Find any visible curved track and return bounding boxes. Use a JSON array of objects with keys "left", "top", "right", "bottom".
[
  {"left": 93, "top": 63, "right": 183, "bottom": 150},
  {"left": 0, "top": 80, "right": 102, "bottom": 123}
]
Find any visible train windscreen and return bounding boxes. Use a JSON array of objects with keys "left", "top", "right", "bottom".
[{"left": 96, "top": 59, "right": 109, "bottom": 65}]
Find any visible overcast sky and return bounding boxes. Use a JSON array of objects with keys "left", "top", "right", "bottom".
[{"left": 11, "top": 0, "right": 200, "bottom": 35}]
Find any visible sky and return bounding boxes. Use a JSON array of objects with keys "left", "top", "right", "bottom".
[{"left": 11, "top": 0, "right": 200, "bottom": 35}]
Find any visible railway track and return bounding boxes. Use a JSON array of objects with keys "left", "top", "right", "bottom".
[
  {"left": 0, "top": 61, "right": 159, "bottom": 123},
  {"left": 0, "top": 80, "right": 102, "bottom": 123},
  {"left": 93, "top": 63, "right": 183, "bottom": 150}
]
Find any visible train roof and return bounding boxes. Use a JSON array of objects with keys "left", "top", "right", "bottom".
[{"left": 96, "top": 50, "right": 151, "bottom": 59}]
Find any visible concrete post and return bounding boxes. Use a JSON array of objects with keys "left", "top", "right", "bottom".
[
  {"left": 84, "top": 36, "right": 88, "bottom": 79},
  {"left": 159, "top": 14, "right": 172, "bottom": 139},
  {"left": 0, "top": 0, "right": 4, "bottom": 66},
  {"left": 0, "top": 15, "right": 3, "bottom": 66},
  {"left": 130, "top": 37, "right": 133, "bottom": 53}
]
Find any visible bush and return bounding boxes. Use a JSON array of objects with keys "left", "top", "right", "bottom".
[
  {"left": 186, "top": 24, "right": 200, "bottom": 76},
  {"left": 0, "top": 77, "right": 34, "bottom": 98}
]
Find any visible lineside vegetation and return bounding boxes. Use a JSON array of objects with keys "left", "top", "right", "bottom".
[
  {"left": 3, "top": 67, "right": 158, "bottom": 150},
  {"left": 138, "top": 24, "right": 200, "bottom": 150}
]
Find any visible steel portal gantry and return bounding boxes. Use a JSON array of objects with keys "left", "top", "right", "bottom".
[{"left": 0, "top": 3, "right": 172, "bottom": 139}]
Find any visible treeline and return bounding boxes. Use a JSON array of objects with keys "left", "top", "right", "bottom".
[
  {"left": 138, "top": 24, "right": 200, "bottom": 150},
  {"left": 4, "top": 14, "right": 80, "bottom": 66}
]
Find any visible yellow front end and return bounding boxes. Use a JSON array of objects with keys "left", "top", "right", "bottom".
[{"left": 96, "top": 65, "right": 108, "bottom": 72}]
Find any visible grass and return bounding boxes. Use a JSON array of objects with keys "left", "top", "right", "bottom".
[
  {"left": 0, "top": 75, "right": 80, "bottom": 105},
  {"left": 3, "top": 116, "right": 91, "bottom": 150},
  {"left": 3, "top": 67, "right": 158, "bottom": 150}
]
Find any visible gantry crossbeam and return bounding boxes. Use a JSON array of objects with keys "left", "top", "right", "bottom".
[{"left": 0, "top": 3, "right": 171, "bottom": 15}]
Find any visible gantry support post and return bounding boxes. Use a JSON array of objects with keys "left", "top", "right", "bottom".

☆ ☆ ☆ ☆ ☆

Goal of the exercise
Can you express the lines from the one containing "Find any visible treeline" through the end of the items above as a JSON list of strings, one string per line, with blank lines left out?

Full answer
[
  "Find any visible treeline and return bounding boxes. Use a JSON array of objects with keys \"left\", \"top\", \"right\", \"bottom\".",
  "[",
  "  {\"left\": 138, \"top\": 24, \"right\": 200, \"bottom\": 150},",
  "  {\"left\": 4, \"top\": 14, \"right\": 80, \"bottom\": 66}",
  "]",
  "Find any visible yellow front end and return bounding boxes. Use a JSON array of objects with keys \"left\", \"top\", \"right\", \"bottom\".",
  "[{\"left\": 96, \"top\": 65, \"right\": 108, \"bottom\": 72}]",
  "Find any visible grass and return bounding boxes. Use a JSON array of objects with keys \"left\", \"top\", \"right\", \"bottom\".",
  "[",
  "  {\"left\": 0, \"top\": 75, \"right\": 80, \"bottom\": 105},",
  "  {\"left\": 3, \"top\": 116, \"right\": 91, \"bottom\": 150},",
  "  {\"left\": 3, \"top\": 67, \"right\": 158, \"bottom\": 150}",
  "]",
  "Find any visible gantry crossbeam and return bounding boxes. Use a JSON array of objects with keys \"left\", \"top\", \"right\", \"bottom\".",
  "[{\"left\": 0, \"top\": 3, \"right\": 171, \"bottom\": 15}]",
  "Find any visible gantry support post and return bounding boxes. Use a JSON array of objects with keys \"left\", \"top\", \"right\", \"bottom\"."
]